**What to produce**: Copy the lines of the material below verbatim, leaving out the pictures.

Records from a dataset
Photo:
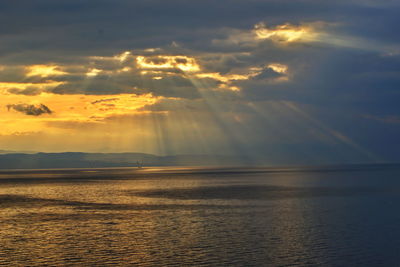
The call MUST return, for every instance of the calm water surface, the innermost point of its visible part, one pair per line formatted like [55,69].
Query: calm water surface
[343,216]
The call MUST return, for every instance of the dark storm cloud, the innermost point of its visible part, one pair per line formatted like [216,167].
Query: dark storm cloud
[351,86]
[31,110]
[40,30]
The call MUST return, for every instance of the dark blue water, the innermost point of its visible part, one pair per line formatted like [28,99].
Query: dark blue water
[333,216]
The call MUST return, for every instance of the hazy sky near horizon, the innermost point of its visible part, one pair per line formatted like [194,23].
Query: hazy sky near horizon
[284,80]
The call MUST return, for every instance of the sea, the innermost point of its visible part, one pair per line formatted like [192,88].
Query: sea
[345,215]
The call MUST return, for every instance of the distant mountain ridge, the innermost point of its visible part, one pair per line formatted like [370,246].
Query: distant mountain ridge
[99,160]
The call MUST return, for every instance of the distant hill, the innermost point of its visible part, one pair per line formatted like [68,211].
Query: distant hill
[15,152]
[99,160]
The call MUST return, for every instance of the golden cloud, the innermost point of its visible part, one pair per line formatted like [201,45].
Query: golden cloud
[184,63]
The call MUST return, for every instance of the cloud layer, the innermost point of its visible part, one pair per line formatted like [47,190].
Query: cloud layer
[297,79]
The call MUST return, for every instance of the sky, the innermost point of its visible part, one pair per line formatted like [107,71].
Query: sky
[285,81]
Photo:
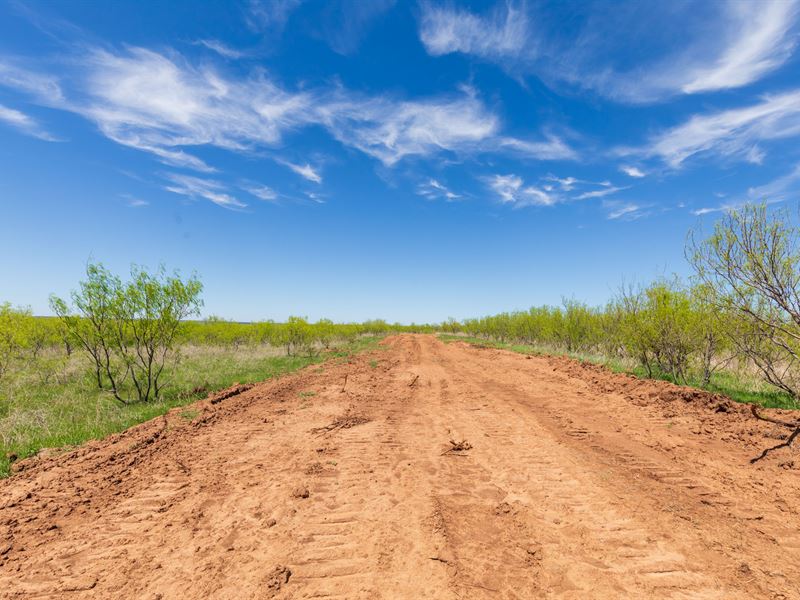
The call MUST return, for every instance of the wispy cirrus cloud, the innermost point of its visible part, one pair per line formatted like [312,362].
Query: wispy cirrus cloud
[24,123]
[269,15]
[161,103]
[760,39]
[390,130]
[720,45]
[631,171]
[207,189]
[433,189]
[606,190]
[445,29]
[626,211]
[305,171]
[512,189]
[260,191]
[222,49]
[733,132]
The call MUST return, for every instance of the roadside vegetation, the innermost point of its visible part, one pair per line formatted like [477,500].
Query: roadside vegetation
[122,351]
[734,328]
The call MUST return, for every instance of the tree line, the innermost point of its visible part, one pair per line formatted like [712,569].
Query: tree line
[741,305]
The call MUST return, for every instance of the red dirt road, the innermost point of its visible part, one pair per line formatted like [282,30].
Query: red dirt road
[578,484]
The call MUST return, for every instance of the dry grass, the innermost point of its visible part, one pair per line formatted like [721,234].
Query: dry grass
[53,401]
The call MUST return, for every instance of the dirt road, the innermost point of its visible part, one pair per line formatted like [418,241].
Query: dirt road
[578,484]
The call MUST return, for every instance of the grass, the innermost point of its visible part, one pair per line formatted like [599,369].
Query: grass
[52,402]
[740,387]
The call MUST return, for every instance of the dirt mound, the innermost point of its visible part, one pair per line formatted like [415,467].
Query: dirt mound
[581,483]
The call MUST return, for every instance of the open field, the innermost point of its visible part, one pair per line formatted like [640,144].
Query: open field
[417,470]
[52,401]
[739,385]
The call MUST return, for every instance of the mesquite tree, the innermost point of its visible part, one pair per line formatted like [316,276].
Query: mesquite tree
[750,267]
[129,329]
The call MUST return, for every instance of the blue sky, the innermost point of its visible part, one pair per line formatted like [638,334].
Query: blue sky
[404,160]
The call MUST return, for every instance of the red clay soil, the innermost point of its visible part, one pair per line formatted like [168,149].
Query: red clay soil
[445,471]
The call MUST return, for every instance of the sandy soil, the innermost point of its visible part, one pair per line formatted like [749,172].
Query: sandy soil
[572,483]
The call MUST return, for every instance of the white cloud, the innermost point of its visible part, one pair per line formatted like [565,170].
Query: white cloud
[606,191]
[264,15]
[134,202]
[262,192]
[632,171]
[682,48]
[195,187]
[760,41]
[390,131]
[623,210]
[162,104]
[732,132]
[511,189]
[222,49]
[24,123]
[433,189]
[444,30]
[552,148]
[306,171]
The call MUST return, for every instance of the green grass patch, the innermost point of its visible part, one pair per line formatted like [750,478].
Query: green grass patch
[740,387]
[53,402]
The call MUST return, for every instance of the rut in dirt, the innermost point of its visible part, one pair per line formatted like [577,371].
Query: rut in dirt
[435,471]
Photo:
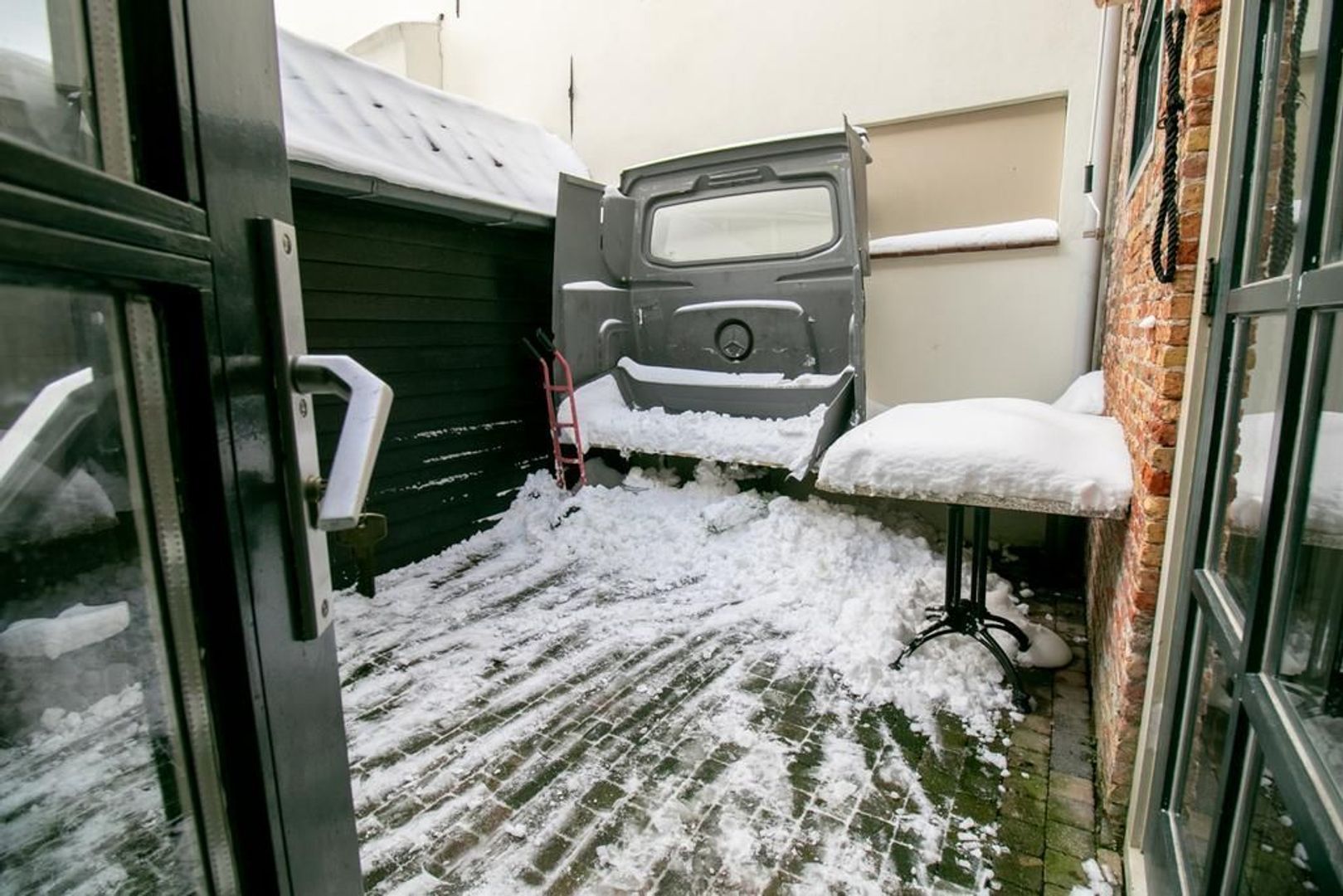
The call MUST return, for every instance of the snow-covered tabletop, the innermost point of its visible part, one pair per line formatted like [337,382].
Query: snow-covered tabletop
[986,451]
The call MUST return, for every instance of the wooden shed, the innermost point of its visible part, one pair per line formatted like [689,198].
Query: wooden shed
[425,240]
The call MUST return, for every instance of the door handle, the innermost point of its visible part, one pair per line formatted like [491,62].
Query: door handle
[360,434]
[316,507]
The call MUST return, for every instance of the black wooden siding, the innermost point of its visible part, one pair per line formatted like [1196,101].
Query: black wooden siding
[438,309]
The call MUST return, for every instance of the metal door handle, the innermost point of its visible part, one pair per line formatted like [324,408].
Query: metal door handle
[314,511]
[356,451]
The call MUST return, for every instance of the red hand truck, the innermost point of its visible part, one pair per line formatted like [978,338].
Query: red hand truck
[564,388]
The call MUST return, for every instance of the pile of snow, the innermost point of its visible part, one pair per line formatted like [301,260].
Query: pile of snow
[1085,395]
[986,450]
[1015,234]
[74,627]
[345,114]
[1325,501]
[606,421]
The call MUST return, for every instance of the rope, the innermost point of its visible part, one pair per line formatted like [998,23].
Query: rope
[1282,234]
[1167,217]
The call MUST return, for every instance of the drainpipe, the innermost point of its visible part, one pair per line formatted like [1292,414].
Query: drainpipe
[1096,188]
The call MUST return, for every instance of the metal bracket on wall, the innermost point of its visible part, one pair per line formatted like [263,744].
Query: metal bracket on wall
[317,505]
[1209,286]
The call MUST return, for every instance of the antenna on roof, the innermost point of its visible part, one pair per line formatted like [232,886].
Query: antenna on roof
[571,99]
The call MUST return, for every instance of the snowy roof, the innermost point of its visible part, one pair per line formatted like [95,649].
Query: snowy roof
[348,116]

**Task solution**:
Photo:
The call MUST return, for every instance of the calm water surface, the innermost point of its visible part, one pair per line formatted like [55,69].
Query: calm water surface
[343,216]
The call MUST return, for every instance of the dark storm cloud, the innermost point of its visible part, one pair per line formatted like [216,167].
Query: dark storm cloud
[351,86]
[31,110]
[40,30]
The call MUST return, for every instance of the dark blue water, the innermost point of its visible part, one pair per line formatted like [28,99].
Query: dark blue water
[333,216]
The call MUST return, for every instance of the hazy sky near horizon, the innermost point of its visible part, one pair per line formatted like [194,23].
Query: hazy sky near horizon
[284,80]
The call MUST return, for every instance of the sea, the innermost point of its visible part, one pair per line formatted like [192,88].
Query: sea
[345,215]
The call MUST return, for every instance of the distant mountain ridge, the innermost point of its visible part, one pair per line formatted like [370,246].
Query: distant mountain ridge
[99,160]
The call MUST return, for every instance of the distant hill, the innermost point of its visible part, one pair per line formatted like [68,211].
Query: distant hill
[15,152]
[99,160]
The call MUST return, for every instance of the golden cloud, the innermost point of its visible part, one pair per line formatted like [201,45].
Query: golden cloud
[184,63]
The call MUST return, for every instance of the cloud layer, the innermost point of its visible part, one pair per line formatted like [47,190].
Query: cloud layer
[297,79]
The call MUST return, for every instance of the sky, the innermost point of its visible part, one pair per line formatted like [107,71].
Query: sky
[285,81]
Photo:
The call MUST return, for every instance of the wispy cirrus cloud, the innermost point of its visible part, one pair per line formatted like [312,362].
Query: wispy cirrus cloud
[24,123]
[269,15]
[161,103]
[760,39]
[390,130]
[720,45]
[631,171]
[207,189]
[433,189]
[606,190]
[445,29]
[626,211]
[305,171]
[512,189]
[260,191]
[222,49]
[733,132]
The call MUST return, for every instance of the roadside vegetation, the innermost point of its visible part, one pair per line formatted like [477,500].
Query: roadside vegetation
[122,351]
[734,328]
The call MUST return, for every instance of the tree line, the innermost point of its visible part, one pair per line formatted like [712,569].
Query: tree line
[741,305]
The call MUST return, for every instance of the red dirt road, the innermost point of its visible part, one pair per line formatted like [282,30].
Query: red dirt road
[578,484]
The call MUST return, for every instance of the dry grass, the innermost point of its visible part, one pair per line formatted like [721,234].
Query: dry grass
[53,401]
The call MUST return, for every instance of the dirt road, the innermost point of its visible part, one pair per line formatted like [418,241].
Query: dirt road
[578,484]
The call MUST return, for every instance of the grass, the innermost point of its visible part, one pair per line formatted like [599,369].
Query: grass
[52,402]
[740,387]
The call MUST return, for every instance of the dirt mound, the innermost point of its visible part, one pair per line formatted like [415,467].
Query: dirt mound
[581,483]
The call MUST return, for every instance of the open field, the innermost point of its visible part, one pair per line formatted like [640,144].
Query: open field
[417,470]
[52,401]
[739,385]
The call MUST return, for every instance of the mesquite tree, the innermost point of its visible part, one pair per line formatted like [316,276].
Query: mesquite tree
[750,267]
[129,329]
The call MUST return, for every instance of the blue sky, the innermost point of its visible part, one pair per line formatted like [638,334].
Query: blue sky
[404,160]
The call MUST return, for every instance of the red clay soil, the innermost point of its visible part, one pair per line formatted like [168,149].
Query: red clay soil
[445,471]
The call MUST return, for every instance of the sandy soil, the innermost point of its visible part, one pair per line formatted like [749,172].
Query: sandy soil
[572,483]
The call MUST return, for every instance of the white cloud, the innermost point of its visible part, one pair per line formatted like [565,170].
Query: white cloud
[606,191]
[264,15]
[134,202]
[262,192]
[632,171]
[682,48]
[195,187]
[760,41]
[390,131]
[623,210]
[162,104]
[732,132]
[511,189]
[222,49]
[24,123]
[433,189]
[444,30]
[552,148]
[306,171]
The call MUST return, for every instance of the green grass patch, the innermost point of its visible part, one pair per line formatted like [750,478].
Query: green grass patch
[740,387]
[53,402]
The call MUST return, for every instance of the rut in dirt, the innermost point of its visible part, one pair per line formatted like [577,371].
Query: rut in dirt
[435,471]
Photo:
The call MUST return, for every instance of the snow-covered tabletop, the innermost point of its visible part, one pair per line formatted like [337,382].
Query: snow-covered tabletop
[986,451]
The call MUST return, for every instance of the wooden shed, the innermost point of its visible part, one pair per line formatted like [689,198].
Query: wooden shed
[425,240]
The call MUST return, for every instance of the door handle, the innermost point of its visible part, one pair per line formatted like [491,62].
Query: door handle
[360,434]
[316,507]
The call MUST return, for every instance of the black wooden siding, the innermost point of its visible part, one pair per line formatted like [1196,101].
Query: black wooden siding
[438,309]
The call MUST return, for every instance of the metal door handle, the innermost point of its visible part, one pair per line formatted like [324,408].
Query: metal door handle
[314,511]
[356,451]
The call MUST return, for every instance of the red hand truck, the innermost point of its visible part, one pair per line formatted like [978,338].
Query: red hand truck
[564,388]
The call MUST return, for every instance of the pile of snow, the innermost point of its visible part, one pair per line formatted like [301,260].
Query: pile of snow
[1085,395]
[986,450]
[1015,234]
[74,627]
[345,114]
[1325,501]
[606,421]
The call MUST return, for every instance of the rope, the innermost point of its visible part, one pair per line formatted like [998,23].
Query: rope
[1282,234]
[1167,217]
The call MUST return, for every instance of the drainpipe, the innermost point of its visible part, one pair per line formatted like [1292,414].
Query: drainpipe
[1096,188]
The call MUST return, for every instance of the metal bracket on wall, the innermost point of its visible part, one pair per line formatted like [263,744].
Query: metal bracket on wall
[317,505]
[1209,286]
The call MUST return, for every instance of the antenna on roof, the innermost point of its visible part, one pair per line formatted like [232,886].
Query: antenna on roof
[571,99]
The call MUST return, for every instance of the snowy roof, the innermost point of its visible part, one pair per line formatted like [95,649].
Query: snowy roof
[348,116]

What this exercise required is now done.